» **Written problem 1**
For each statement (a), (b), and (c), say whether it agrees with the text on character and psychology below. Answer yes or no and quote the words of the text that decide it.
(a) The poem "Worry" appeared in Ladies Home Journal.
(b) The advice column on forgetting is by Strickland Gillian.
(c) The line on p. 174 is attributed to Frances Plaisted.
» **Written problem 2**
Answer these questions from the text on character and psychology below.
(a) What three things does the Frances Plaisted quotation say she believes in?
(b) What does Sophie Irene Loeb's advice column explain how to do?
(c) Under which page is "The High School Aims" handwritten?
» **Written problem 3**
Write the next part of the text on character and psychology below, picking up after its last line.

» **Text section**
— begin —

On Character and Psychology

Handwritten: “I believe in hands that work, brains that think, and hearts that love.” -Frances Plaisted

p. 174 (handwritten, unattributed) “you can never do a kindness too soon because you never know when it will be too late”

From a poem called “Worry” by Strickland Gillian in Ladies Home Journal: “…spare your ravings, bugbear of today//Like all the rest, you soon must pass away.”

Under Page H, “The High School Aims” handwritten:

1.     To give culture

2.     An understanding of the principles of the laws of the universe formulated by science

3.     Training in use of Mother Tongue

4.     Love for good literature

5.     Broader outlook upon the social and religious life of the world’s people

An advice column by Sophie Irene Loeb explains how to “Cultivate Forgetting” and Fran handwrites one of her favorite lines from it:

“Forget the person who has snubbed you and remember the one who has smiled on you.”

— end —

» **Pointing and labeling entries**
— begin —

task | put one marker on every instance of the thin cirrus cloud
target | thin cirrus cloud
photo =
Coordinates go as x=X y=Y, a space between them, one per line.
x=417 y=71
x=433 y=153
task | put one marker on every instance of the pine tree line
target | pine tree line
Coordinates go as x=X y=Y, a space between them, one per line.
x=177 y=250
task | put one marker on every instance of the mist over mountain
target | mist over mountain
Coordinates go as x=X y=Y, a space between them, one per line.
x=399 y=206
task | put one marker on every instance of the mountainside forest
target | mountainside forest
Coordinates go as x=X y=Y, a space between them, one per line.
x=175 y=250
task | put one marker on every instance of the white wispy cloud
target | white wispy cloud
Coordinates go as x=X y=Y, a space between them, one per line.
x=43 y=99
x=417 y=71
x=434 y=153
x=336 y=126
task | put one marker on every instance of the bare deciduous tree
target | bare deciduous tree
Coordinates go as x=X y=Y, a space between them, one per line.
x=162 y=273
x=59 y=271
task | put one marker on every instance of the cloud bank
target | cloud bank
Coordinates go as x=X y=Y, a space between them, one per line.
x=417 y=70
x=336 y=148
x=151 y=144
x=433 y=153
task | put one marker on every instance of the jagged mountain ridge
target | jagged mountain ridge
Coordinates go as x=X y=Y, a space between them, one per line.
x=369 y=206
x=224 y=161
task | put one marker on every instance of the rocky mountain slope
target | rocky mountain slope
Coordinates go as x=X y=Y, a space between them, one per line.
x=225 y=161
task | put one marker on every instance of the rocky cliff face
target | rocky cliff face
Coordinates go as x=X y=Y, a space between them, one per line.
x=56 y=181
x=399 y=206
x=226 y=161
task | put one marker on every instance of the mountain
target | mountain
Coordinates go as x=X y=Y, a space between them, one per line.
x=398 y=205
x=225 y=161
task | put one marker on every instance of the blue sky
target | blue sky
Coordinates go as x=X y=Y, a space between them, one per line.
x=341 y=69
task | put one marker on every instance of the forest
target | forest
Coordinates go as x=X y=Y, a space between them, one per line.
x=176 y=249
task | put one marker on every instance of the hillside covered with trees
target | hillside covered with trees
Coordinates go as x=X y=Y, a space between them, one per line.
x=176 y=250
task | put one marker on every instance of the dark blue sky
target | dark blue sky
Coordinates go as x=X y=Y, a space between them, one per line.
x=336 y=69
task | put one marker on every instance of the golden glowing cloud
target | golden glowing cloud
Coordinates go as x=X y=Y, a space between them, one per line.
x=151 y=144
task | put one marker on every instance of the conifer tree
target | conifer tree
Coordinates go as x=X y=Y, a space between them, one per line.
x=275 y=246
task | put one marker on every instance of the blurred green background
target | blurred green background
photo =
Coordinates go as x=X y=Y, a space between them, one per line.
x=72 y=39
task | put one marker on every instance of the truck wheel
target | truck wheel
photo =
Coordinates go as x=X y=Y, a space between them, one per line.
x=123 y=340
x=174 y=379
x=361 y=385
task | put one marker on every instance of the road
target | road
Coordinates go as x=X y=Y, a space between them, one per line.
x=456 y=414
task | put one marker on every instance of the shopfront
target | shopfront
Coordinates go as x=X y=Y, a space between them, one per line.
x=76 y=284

— end —

» **Right answer 1**
(a) Yes: "From a poem called “Worry” by Strickland Gillian in Ladies Home Journal"
(b) No: "An advice column by Sophie Irene Loeb"
(c) No: "p. 174 (handwritten, unattributed)"

» **Right answer 2**
(a) Hands that work, brains that think, and hearts that love
(b) "Cultivate Forgetting"
(c) Page H

» **Right answer 3**
Other lines:

“Forget that the man in the flat below has no right to his music machine when you want to rest after dinner; for you may have an alarm clock that goes off when he’s asleep.”

“Forget that your religion is the only one, and remember that there are others reaching the same goal by other routes.”

“Forget the foolish theory that you can marry a man to reform him.”

And, next to Forgetting is “A Good Prescription For Daily Use”: Don’t worry; Don’t hurry; Sleep and rest abundantly; Spend less nervous energy each day than you make; be cheerful; Think only healthful thoughts; Avoid passion and excitement; Associate with healthy people; Don’t carry the whole world on your shoulders”; Never despair.  Each had an explanatory quote:

“The best physicians are Dr. Diet, Dr. Quiet, and Dr. Merryman.”

“A moment’s anger may be fatal.”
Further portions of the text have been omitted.